Your task: Below you will find a set of lines. Repeat them all exactly.

Extracted entries:
··········

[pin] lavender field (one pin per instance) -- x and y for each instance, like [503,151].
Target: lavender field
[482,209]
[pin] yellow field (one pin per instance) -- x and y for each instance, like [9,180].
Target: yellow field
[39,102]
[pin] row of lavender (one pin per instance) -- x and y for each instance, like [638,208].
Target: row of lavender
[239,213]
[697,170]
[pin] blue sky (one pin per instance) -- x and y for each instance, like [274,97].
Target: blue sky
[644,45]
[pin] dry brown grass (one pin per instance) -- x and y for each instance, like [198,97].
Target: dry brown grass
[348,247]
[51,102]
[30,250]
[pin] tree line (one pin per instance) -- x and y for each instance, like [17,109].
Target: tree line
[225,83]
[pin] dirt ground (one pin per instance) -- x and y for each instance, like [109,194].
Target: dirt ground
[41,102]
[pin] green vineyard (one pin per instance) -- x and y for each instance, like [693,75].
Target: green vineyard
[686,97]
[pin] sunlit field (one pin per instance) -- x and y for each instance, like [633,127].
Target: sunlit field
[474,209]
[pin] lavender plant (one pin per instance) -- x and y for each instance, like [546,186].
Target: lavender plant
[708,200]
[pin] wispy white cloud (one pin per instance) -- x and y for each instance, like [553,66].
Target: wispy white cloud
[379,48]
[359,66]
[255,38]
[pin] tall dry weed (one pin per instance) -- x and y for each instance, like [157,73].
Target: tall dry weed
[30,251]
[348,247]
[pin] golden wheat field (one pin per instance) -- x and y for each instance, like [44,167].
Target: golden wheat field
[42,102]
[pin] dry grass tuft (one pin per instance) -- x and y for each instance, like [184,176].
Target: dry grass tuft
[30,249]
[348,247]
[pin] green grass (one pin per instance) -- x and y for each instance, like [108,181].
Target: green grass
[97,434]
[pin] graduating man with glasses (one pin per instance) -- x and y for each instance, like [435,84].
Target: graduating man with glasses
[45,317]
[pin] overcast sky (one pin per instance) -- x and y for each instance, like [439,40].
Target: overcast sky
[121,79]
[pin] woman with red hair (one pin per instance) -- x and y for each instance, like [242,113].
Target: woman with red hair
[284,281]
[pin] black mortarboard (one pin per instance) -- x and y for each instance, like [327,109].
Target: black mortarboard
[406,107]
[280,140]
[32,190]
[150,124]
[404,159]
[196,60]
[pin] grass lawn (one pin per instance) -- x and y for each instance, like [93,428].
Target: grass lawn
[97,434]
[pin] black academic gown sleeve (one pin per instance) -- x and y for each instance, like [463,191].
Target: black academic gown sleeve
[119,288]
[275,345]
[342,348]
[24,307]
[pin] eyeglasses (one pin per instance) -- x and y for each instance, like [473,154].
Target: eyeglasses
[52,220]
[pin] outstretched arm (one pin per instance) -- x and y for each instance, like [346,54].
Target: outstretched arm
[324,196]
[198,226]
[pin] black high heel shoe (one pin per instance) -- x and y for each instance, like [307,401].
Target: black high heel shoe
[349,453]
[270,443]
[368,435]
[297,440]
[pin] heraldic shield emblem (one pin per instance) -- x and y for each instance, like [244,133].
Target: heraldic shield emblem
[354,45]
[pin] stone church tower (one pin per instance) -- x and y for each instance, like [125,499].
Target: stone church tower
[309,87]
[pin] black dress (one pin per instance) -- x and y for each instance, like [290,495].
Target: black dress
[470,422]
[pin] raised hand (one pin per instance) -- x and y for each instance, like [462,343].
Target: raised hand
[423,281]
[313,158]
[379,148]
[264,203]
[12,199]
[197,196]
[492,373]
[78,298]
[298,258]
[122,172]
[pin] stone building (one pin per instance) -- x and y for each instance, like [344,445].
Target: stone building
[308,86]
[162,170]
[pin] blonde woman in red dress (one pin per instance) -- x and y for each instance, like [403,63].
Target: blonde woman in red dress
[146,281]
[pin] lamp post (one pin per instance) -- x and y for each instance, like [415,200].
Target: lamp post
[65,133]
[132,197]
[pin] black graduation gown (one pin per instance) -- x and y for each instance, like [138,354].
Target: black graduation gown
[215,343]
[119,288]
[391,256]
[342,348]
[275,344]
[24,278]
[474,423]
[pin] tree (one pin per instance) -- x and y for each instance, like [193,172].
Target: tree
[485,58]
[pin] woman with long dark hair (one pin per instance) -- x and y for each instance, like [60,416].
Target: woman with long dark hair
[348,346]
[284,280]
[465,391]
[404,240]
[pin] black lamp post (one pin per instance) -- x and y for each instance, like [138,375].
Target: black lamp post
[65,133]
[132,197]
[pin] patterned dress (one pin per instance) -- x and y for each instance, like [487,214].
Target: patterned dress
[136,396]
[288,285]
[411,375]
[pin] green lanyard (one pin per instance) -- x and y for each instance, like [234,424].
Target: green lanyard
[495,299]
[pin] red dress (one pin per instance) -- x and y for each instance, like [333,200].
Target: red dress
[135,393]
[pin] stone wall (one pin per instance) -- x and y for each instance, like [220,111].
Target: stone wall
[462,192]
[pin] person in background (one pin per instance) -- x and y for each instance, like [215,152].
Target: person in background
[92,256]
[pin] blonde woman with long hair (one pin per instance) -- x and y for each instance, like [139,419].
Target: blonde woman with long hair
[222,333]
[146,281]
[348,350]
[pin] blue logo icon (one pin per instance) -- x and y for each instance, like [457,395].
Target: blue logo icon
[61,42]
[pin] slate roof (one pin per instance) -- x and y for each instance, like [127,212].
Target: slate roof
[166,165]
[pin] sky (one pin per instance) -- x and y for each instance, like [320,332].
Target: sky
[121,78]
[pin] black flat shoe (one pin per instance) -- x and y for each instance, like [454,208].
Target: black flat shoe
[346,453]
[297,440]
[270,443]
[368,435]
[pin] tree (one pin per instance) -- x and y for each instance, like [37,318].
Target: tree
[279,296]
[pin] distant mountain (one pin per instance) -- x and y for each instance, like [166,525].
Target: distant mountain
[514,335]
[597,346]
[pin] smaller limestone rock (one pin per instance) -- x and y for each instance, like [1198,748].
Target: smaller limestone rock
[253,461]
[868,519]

··········

Task output:
[pin] lavender field (one pin per instance) -- x and y for each instance, like [503,151].
Target: lavender field
[482,209]
[pin] yellow field (one pin per instance) -- x and y for each instance, like [9,180].
Target: yellow field
[39,102]
[pin] row of lavender (one pin per instance) -- x and y for each instance, like [638,208].
Target: row of lavender
[239,213]
[697,170]
[pin] blue sky (one pin per instance) -- x and y for each instance, like [274,97].
Target: blue sky
[644,45]
[pin] dry brown grass (one pin per instance) -- x and y for each instance, like [198,97].
Target: dry brown grass
[348,247]
[51,102]
[30,250]
[pin] tree line (one pin per instance) -- x and y for each instance, like [17,109].
Target: tree line
[225,83]
[pin] dirt ground (one pin per instance) -- x and y for each instance, like [109,194].
Target: dirt ground
[41,102]
[pin] green vineyard (one pin per instance) -- x and y for each instance, like [693,75].
Target: green vineyard
[686,97]
[pin] sunlit field (one pin per instance) -- x and y for each instance, like [633,127].
Target: sunlit field
[474,209]
[pin] lavender plant (one pin per instance) -- x and y for each instance, like [546,186].
Target: lavender plant
[708,200]
[pin] wispy white cloud (one pin per instance) -- x and y for each instance, like [553,66].
Target: wispy white cloud
[379,48]
[359,66]
[255,38]
[pin] tall dry weed (one pin per instance) -- x and y for each instance, like [157,73].
Target: tall dry weed
[30,251]
[348,247]
[pin] golden wheat field (one pin per instance) -- x and y for each instance, like [44,167].
Target: golden wheat field
[42,102]
[pin] dry grass tuft (one pin per instance) -- x and y for each instance, like [184,176].
Target: dry grass tuft
[30,249]
[348,247]
[pin] green grass (one pin per instance) -- x and y for each instance, like [108,181].
Target: green grass
[97,434]
[pin] graduating man with glasses (one pin per instance) -- x and y for each instance, like [435,84].
Target: graduating man with glasses
[45,317]
[pin] overcast sky (one pin per instance) -- x and y for each instance, like [439,40].
Target: overcast sky
[121,79]
[pin] woman with red hair (one pin per instance) -- x and y for each instance, like [242,113].
Target: woman with red hair
[284,281]
[pin] black mortarboard (one pin per instance) -- x and y for each instance, like [327,109].
Target: black mortarboard
[406,107]
[280,140]
[32,190]
[150,124]
[404,159]
[196,60]
[pin] grass lawn (one pin per instance) -- x and y for each instance, like [93,428].
Target: grass lawn
[97,434]
[pin] black academic gown sleeve (one pin per instance) -- x and y for each instance, like [463,191].
Target: black academic gown sleeve
[119,288]
[275,345]
[342,348]
[24,307]
[pin] eyeglasses (one pin per instance) -- x and y for each instance, like [473,154].
Target: eyeglasses
[52,220]
[pin] outstretched arm (one pin per instance) -- x and y for each instance, like [346,54].
Target: outstretched arm
[324,196]
[198,226]
[pin] black high heel shoe (one pin per instance) -- x and y for each instance, like [307,401].
Target: black high heel shoe
[349,453]
[270,443]
[368,435]
[297,440]
[pin] heraldic shield emblem (one pin per instance) -- x and y for each instance, like [244,133].
Target: heraldic shield emblem
[354,45]
[pin] stone church tower (one pin per instance) -- x and y for each instance, like [125,499].
Target: stone church tower
[309,87]
[pin] black dress (one pin per instance) -- x and y for each instance, like [290,495].
Target: black dress
[470,422]
[pin] raised hand (one pin per instance) -- x and y for each instance, like [462,343].
Target: raised hand
[423,281]
[313,158]
[379,148]
[264,203]
[12,199]
[197,196]
[492,373]
[78,298]
[298,258]
[122,172]
[pin] stone building (one pin per instance) -- x and y for each instance, like [344,445].
Target: stone building
[308,86]
[162,170]
[pin] blonde woman in red dress (one pin per instance) -- x and y for each instance, like [403,63].
Target: blonde woman in red dress
[146,281]
[pin] lamp post (one pin per instance) -- x and y for each instance, like [415,200].
Target: lamp post
[65,133]
[132,197]
[pin] black graduation gown (one pin per instance) -- x and y for each instance, like [138,354].
Target: black graduation gown
[215,343]
[119,288]
[391,256]
[342,348]
[275,344]
[24,278]
[474,423]
[pin] tree (one pin per instance) -- x and y for each instance, like [193,172].
Target: tree
[485,58]
[pin] woman with long dark hair (one pin per instance) -- x and y for each instance, like [60,416].
Target: woman with long dark hair
[348,346]
[284,280]
[465,391]
[404,240]
[pin] black lamp post (one pin per instance) -- x and y for each instance, like [138,375].
Target: black lamp post
[65,133]
[132,197]
[pin] patterned dress (one pin per instance) -- x and y for each instance, like [487,214].
Target: patterned dress
[136,396]
[288,285]
[411,375]
[pin] green lanyard (one pin per instance) -- x and y for each instance, like [234,424].
Target: green lanyard
[495,299]
[pin] red dress (one pin per instance) -- x and y for each instance, like [333,200].
Target: red dress
[135,393]
[pin] stone wall (one pin per instance) -- x and y for each instance, like [220,111].
Target: stone wall
[462,192]
[pin] person in background (one pin per instance) -- x and y for each instance, like [215,152].
Target: person in background
[92,256]
[pin] blonde woman with long hair (one pin per instance) -- x and y for each instance, like [139,419].
Target: blonde woman with long hair
[222,333]
[146,281]
[348,350]
[pin] blue logo icon (one pin per instance) -- x and y for each instance, like [457,395].
Target: blue logo icon
[61,42]
[pin] slate roof (one pin per instance) -- x and y for each instance, like [127,212].
Target: slate roof
[166,165]
[pin] sky (one pin per instance) -- x and y for each instance, like [320,332].
Target: sky
[121,78]
[pin] black flat shoe (one pin per instance) -- x and y for each instance, like [454,208].
Target: black flat shoe
[346,453]
[297,440]
[270,443]
[368,435]
[pin] tree (one pin per instance) -- x and y for each instance, like [37,318].
Target: tree
[279,296]
[pin] distant mountain (one pin per instance) -- x and y for each instance, like [166,525].
Target: distant mountain
[514,335]
[597,346]
[pin] smaller limestone rock (one pin per instance) -- x and y for each instance, like [1198,748].
Target: smaller limestone rock
[253,461]
[868,519]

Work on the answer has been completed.